<<<<

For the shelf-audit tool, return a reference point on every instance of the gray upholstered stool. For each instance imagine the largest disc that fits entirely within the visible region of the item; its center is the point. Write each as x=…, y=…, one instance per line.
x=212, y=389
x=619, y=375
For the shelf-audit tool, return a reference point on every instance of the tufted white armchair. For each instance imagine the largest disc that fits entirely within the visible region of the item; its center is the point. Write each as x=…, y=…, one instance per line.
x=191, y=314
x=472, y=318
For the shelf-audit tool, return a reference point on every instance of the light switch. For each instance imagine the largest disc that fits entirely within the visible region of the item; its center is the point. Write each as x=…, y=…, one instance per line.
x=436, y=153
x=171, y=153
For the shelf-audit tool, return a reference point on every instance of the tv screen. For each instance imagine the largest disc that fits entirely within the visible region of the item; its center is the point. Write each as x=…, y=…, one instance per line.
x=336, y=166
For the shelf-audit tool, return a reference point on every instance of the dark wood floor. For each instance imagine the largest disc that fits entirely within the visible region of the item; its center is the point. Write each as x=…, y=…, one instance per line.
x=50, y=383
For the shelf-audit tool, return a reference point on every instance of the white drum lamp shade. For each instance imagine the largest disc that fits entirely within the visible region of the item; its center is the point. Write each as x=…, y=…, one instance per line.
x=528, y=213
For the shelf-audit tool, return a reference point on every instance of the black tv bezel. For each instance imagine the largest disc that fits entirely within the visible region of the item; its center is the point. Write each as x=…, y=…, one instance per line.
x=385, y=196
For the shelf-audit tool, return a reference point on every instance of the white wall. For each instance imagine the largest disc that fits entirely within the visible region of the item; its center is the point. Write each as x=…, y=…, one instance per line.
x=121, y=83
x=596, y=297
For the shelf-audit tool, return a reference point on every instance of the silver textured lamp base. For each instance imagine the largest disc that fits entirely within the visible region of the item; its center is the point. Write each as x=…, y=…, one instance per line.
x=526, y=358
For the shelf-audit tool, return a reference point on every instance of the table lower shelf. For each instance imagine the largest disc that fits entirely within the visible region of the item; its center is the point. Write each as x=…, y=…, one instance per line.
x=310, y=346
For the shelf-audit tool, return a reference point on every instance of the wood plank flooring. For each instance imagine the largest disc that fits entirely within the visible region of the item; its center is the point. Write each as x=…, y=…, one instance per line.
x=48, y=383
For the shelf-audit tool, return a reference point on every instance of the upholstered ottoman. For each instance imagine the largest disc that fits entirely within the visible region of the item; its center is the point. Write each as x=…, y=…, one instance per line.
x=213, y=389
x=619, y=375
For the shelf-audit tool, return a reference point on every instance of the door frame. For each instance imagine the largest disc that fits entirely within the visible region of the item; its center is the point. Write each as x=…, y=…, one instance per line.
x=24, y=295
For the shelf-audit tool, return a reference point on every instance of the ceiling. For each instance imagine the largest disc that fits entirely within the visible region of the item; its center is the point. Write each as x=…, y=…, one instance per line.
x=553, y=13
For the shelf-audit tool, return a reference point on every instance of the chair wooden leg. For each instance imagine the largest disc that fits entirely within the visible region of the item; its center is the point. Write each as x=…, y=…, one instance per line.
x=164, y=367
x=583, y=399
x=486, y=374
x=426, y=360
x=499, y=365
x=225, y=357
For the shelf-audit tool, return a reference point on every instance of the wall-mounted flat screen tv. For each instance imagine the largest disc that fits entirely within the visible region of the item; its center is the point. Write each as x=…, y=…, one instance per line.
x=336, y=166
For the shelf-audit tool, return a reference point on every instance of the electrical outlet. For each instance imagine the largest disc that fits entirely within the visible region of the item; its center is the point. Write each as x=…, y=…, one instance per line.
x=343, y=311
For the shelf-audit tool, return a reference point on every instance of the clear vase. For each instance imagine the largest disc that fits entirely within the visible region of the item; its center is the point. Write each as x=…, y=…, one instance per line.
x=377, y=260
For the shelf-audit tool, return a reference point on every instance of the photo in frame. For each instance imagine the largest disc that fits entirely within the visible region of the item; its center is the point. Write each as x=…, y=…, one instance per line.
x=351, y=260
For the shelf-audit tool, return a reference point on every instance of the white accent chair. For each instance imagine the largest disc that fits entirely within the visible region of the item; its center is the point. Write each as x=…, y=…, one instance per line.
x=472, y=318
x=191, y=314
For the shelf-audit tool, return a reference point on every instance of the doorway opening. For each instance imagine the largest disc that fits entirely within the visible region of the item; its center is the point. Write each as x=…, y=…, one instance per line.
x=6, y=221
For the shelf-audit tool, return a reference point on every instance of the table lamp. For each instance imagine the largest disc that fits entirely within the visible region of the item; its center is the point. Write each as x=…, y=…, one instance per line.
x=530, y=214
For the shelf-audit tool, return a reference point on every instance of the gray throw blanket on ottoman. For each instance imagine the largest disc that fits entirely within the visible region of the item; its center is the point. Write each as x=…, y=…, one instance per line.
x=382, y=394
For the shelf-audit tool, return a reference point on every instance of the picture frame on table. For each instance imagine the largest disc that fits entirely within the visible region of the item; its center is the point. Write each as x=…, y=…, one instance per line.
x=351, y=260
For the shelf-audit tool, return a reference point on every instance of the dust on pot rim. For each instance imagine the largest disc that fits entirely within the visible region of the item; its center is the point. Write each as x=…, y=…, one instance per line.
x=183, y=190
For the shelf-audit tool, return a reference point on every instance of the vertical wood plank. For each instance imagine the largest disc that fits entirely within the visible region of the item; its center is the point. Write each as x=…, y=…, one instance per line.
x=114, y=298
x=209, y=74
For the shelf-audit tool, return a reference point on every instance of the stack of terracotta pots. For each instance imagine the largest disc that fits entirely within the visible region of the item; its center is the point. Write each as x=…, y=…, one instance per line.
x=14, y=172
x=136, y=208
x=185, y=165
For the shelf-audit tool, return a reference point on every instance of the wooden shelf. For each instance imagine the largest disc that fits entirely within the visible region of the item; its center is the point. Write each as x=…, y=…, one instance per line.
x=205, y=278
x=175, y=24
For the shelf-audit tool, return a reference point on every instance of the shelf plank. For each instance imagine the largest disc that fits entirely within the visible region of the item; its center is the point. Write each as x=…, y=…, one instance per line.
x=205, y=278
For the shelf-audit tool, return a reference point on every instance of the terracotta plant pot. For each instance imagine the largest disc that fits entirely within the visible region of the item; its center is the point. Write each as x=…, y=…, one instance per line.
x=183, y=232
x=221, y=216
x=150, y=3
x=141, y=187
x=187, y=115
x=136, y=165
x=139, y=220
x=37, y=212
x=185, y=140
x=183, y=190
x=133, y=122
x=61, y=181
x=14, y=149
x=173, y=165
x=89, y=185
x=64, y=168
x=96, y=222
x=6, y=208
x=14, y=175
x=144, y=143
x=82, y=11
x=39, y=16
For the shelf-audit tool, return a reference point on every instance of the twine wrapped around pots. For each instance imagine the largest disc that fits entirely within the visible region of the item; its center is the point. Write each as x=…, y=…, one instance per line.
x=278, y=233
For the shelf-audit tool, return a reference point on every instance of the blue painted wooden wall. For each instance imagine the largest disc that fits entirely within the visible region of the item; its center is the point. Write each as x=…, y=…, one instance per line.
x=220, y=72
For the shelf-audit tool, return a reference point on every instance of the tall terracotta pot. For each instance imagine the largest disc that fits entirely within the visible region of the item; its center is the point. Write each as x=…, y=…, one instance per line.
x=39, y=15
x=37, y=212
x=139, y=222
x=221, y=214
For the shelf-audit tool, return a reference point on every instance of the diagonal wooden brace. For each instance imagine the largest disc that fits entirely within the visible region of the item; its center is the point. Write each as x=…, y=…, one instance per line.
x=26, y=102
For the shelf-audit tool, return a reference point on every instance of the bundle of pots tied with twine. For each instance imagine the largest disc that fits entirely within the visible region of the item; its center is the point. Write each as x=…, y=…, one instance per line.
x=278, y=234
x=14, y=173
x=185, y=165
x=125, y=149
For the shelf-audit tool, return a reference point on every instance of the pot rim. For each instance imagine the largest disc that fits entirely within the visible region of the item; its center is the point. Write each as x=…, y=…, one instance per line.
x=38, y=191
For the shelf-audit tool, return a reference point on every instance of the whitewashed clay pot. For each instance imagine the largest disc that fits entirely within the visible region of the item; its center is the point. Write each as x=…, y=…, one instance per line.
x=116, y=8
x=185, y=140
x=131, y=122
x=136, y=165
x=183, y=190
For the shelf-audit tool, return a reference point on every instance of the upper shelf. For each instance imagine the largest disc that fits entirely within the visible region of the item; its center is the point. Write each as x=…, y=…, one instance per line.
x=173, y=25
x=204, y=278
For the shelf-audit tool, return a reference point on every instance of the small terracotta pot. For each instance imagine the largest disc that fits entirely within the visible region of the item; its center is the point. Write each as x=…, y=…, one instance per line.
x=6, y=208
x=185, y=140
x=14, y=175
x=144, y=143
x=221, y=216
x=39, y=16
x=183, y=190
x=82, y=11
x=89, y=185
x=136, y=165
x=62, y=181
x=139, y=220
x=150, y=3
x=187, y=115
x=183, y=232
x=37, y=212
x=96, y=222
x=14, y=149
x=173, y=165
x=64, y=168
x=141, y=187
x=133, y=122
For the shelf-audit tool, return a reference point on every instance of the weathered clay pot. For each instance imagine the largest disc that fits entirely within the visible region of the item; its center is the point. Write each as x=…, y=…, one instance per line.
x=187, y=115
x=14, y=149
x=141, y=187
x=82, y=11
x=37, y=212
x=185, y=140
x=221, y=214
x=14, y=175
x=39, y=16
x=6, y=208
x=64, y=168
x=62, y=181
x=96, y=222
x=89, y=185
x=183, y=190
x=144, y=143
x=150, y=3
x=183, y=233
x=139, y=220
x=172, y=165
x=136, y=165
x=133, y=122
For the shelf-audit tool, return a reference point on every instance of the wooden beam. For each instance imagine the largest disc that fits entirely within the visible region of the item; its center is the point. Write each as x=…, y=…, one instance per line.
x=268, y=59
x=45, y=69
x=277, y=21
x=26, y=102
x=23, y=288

>>>>

## DIRECTIONS
Retype the lines above without any changes, from the line with "of the dust" to the line with "x=209, y=74", including both of those lines.

## TASK RESULT
For the shelf-audit tool, return a reference point on every instance of the dust on pot rim. For each instance imagine the largest disc that fits entirely within the visible region of the item; its center is the point. Write each as x=…, y=…, one instance per line.
x=183, y=190
For the shelf-audit tool, return a reference point on every instance of the vertical wood plank. For each instance imagine the largest disc that fits entirely within the visible region of the item; its center is the point. Write each as x=…, y=…, one instance per line.
x=114, y=298
x=209, y=74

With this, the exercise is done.